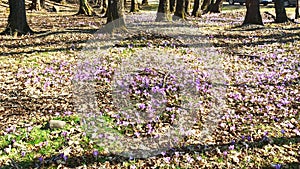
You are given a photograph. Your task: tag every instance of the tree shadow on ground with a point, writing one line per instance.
(90, 159)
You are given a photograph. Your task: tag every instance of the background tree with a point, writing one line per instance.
(163, 12)
(180, 9)
(17, 21)
(85, 8)
(297, 9)
(115, 15)
(280, 12)
(253, 13)
(196, 8)
(37, 5)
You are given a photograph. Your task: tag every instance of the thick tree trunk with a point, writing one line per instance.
(134, 6)
(216, 7)
(17, 22)
(180, 10)
(102, 5)
(85, 8)
(115, 15)
(196, 9)
(297, 9)
(253, 13)
(172, 5)
(163, 12)
(280, 12)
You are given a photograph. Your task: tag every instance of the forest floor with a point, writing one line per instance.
(257, 127)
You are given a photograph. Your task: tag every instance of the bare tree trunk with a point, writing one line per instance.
(85, 8)
(115, 15)
(102, 5)
(297, 9)
(196, 9)
(17, 21)
(253, 13)
(280, 12)
(172, 5)
(134, 6)
(163, 12)
(217, 6)
(180, 10)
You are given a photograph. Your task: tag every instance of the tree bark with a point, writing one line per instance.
(253, 13)
(17, 21)
(216, 7)
(196, 9)
(297, 9)
(134, 6)
(280, 12)
(102, 5)
(172, 5)
(180, 10)
(163, 12)
(85, 8)
(115, 15)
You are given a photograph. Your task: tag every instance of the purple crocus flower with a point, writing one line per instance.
(231, 147)
(95, 153)
(41, 159)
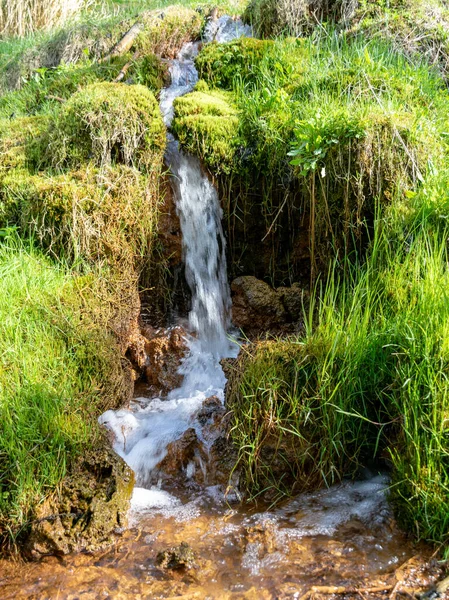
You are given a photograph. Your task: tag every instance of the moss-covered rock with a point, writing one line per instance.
(89, 508)
(220, 64)
(107, 217)
(207, 124)
(108, 123)
(45, 92)
(165, 32)
(17, 137)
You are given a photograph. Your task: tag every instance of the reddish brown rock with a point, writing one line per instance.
(188, 449)
(256, 306)
(164, 354)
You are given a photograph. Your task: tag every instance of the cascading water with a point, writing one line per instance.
(143, 433)
(342, 537)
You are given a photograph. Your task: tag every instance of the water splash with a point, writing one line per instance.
(143, 432)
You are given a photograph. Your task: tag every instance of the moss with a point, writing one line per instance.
(220, 64)
(108, 217)
(107, 123)
(206, 124)
(50, 87)
(272, 18)
(91, 506)
(150, 71)
(165, 32)
(289, 438)
(17, 136)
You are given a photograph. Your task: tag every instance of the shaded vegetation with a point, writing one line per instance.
(362, 121)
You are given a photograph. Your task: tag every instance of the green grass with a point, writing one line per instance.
(58, 371)
(367, 380)
(361, 118)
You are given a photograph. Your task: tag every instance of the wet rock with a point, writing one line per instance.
(90, 509)
(211, 411)
(188, 449)
(178, 558)
(136, 347)
(256, 305)
(164, 356)
(169, 229)
(295, 300)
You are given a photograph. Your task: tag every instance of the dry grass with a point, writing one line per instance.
(22, 17)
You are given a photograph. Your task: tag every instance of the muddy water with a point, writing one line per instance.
(336, 543)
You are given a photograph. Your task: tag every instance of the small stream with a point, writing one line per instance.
(343, 540)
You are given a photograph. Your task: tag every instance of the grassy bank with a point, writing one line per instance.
(339, 139)
(59, 368)
(365, 382)
(81, 172)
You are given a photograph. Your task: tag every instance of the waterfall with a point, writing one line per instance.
(143, 432)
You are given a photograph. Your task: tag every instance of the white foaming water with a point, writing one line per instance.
(143, 432)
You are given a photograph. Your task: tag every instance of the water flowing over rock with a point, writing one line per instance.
(91, 507)
(147, 435)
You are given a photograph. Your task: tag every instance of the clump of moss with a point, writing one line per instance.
(290, 436)
(206, 124)
(106, 217)
(60, 368)
(165, 32)
(221, 64)
(16, 138)
(108, 123)
(151, 71)
(45, 92)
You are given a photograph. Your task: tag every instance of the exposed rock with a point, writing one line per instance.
(178, 558)
(89, 509)
(256, 305)
(136, 347)
(164, 356)
(222, 459)
(211, 411)
(169, 229)
(180, 453)
(295, 299)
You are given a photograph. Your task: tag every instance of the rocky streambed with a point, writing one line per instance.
(336, 543)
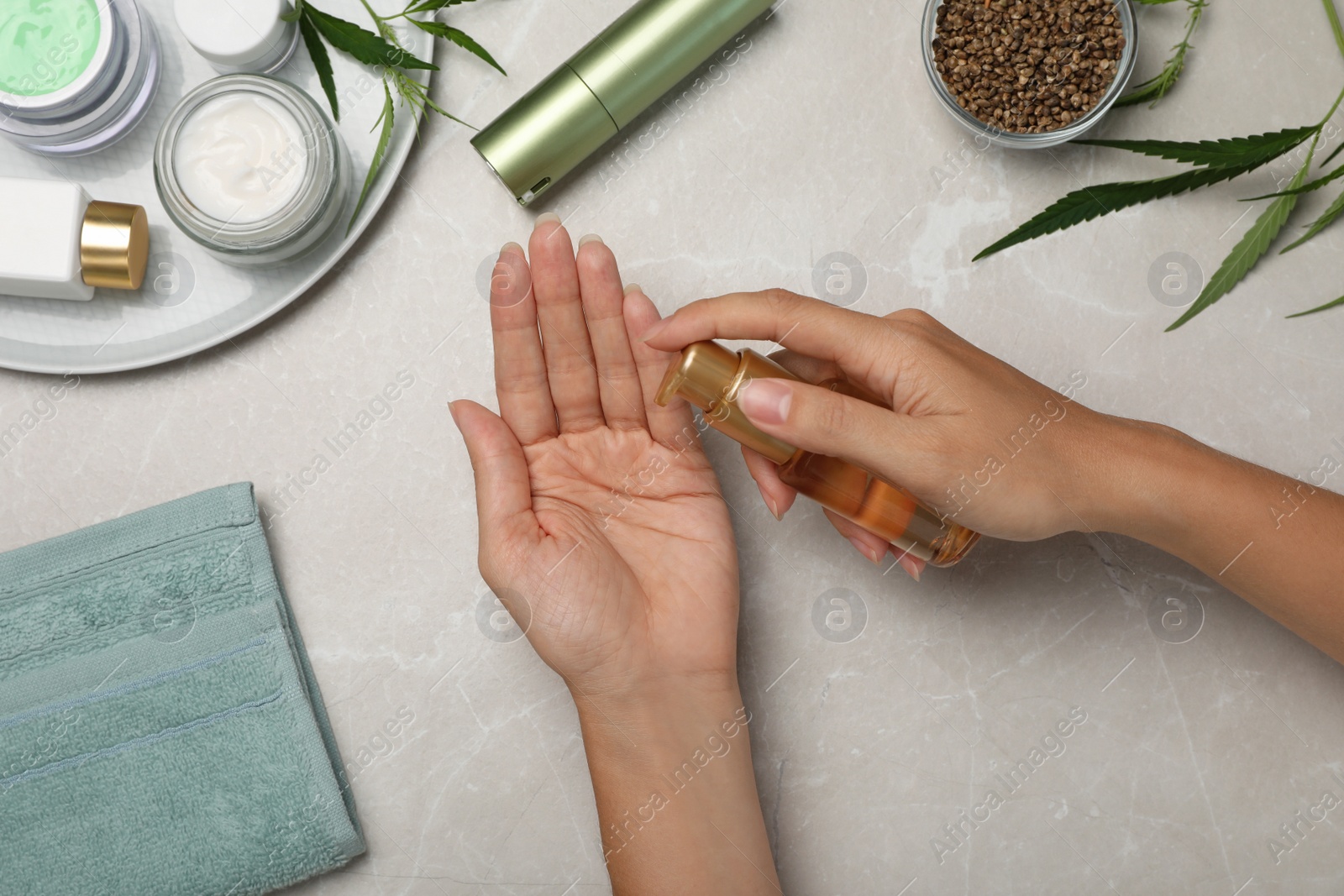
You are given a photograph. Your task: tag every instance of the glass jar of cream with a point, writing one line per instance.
(76, 76)
(252, 168)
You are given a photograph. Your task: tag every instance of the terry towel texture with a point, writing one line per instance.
(160, 728)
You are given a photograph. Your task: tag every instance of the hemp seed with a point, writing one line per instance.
(1027, 66)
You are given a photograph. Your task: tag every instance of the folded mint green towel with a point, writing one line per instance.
(160, 728)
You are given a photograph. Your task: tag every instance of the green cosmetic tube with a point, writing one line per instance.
(605, 86)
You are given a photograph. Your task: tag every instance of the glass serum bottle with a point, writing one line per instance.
(710, 376)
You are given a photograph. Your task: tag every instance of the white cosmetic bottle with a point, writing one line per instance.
(58, 244)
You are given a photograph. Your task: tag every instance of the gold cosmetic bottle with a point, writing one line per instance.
(710, 376)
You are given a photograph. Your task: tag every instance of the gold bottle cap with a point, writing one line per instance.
(710, 376)
(114, 244)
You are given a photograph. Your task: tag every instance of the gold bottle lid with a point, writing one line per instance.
(114, 244)
(710, 376)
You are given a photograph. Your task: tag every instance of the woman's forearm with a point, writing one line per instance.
(1274, 540)
(676, 797)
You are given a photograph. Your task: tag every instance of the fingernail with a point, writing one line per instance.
(765, 401)
(866, 550)
(654, 331)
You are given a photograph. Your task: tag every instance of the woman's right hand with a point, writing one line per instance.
(965, 432)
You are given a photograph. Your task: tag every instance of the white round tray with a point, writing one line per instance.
(192, 301)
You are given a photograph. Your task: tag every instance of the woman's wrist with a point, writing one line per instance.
(675, 789)
(662, 710)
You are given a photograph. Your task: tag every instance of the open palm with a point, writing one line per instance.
(601, 524)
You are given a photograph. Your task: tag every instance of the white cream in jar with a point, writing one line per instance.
(241, 157)
(253, 170)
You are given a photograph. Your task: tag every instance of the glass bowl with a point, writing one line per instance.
(1012, 140)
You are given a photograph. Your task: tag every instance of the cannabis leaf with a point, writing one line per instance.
(365, 46)
(1231, 152)
(322, 62)
(1102, 199)
(1320, 308)
(457, 36)
(380, 150)
(1320, 223)
(1156, 87)
(1305, 188)
(1220, 159)
(1247, 250)
(386, 53)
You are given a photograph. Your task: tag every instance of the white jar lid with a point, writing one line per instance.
(239, 35)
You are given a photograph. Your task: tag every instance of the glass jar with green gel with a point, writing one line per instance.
(46, 45)
(76, 76)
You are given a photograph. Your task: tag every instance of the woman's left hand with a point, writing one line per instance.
(601, 524)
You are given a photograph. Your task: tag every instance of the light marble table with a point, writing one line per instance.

•••••

Lines from the one containing "the white cream" through the final line are to be given again verbatim, with nothing before or after.

| Answer below |
You are given a photograph. Your task: tag every instance of the white cream in jar with a point, writing one line per instance.
(241, 157)
(253, 170)
You are given a photograph. Your task: tag every instance of the glass bowl with a point, writing one line per instance.
(1012, 140)
You are given a photograph. Your task: tag every instance of the cannabis leaf with a point, writing one line per instance.
(365, 46)
(1231, 152)
(322, 62)
(1102, 199)
(1320, 308)
(457, 36)
(380, 150)
(1320, 223)
(1156, 87)
(1305, 188)
(1220, 159)
(1247, 250)
(386, 53)
You are given a photograph. Your task: tag every instance of the white jar lid with a point, writing one line per instance.
(239, 35)
You are given a photograph. Your task: tag every instance of the glass jar with green gel with a point, writing one line per instance.
(46, 45)
(76, 76)
You are given a photograph. Your task: tag every instance of the woman's left hand with a point, writing one line per instance.
(601, 524)
You are given a photograph. Your task: tag every instance of the light marble table with a point, writing one line per instance.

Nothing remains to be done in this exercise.